### The tasks
1) In the LC-3b problem set, how many cycles does a memory access take?
2) Extend the LC-3b problem set beyond its last sentence.

### Page
++++++++++++++++++++

Instructions: You are encouraged to work on the problem set in groups and turn in one problem set for the entire group. Remember to put all your names on the solution sheet. Also remember to put the name of the TA in whose discussion section you would like the problem set returned to you.

1. The following program computes the square (k*k) of a positive integer k, stored in location 0x4000 and stores the result in location 0x4002. The result is to be treated as a 16-bit unsigned number.

   Assumptions:

   • A memory access takes 5 cycles
   • The system call initiated by the HALT instruction takes 20 cycles to execute. This does not include the number of cycles it takes to execute the HALT instruction itself.

           .ORIG X3000
           AND R0, R0, #0
           LEA R3, NUM
           LDW R3, R3, #0
           LDW R1, R3, #0        
           ADD R2, R1, #0
   LOOP    ADD R0, R0, R1
           ADD R2, R2, #-1
           BRP LOOP          
           STW R0, R3, #1
           HALT
   NUM     .FILL x4000
           .END

   1. How many cycles does each instruction take to execute on the LC-3b microarchitecture described in Appendix C?
   2. How many cycles does the entire program take to execute? (answer in terms of k)

++++++++++++++++++++

### Data entries
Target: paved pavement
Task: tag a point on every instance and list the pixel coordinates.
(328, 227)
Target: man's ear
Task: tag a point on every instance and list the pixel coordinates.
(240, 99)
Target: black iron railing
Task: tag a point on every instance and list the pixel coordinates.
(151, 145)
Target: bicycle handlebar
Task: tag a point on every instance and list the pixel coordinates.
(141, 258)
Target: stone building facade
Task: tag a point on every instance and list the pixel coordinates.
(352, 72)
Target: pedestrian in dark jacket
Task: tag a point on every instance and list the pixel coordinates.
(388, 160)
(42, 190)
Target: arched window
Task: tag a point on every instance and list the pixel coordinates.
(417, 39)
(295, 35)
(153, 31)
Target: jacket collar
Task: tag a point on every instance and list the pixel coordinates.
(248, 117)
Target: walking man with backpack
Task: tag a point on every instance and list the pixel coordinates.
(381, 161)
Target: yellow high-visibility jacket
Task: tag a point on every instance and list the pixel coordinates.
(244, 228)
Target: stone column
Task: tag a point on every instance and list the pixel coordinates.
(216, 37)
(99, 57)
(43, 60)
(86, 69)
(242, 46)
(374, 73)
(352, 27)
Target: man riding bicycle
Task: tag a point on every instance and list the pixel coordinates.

++++++++++++++++++++

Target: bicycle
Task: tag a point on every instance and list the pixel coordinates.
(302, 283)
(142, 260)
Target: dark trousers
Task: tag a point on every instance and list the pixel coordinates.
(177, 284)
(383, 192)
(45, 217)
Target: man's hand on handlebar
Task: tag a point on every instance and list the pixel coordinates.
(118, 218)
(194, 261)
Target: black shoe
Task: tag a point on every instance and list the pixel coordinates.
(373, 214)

++++++++++++++++++++

### Answers for the exercise
1) A memory access takes 5 cycles.

2)
   3. What is the maximum value of k for which this program still works correctly?
   4. How will you modify this program to support negative values of k? Explain in less than 30 words.
   5. What is the new range of k?
2. 1. In which state(s) in the LC-3b state diagram should the LD.BEN signal be asserted? Is there a way for the LC-3b to work correctly without the LD.BEN signal? Explain.
   2. Suppose we want to get rid of the BEN register altogether. Can this be done? If so, explain how. If not, why not? Is it a good idea? Explain.
   3. Suppose we took this further and wanted to get rid of state 0. We can do this by modifying the microsequencer, as shown in the figure below. What is the 4-bit signal denoted as A in the figure? What is the 1-bit signal denoted as B?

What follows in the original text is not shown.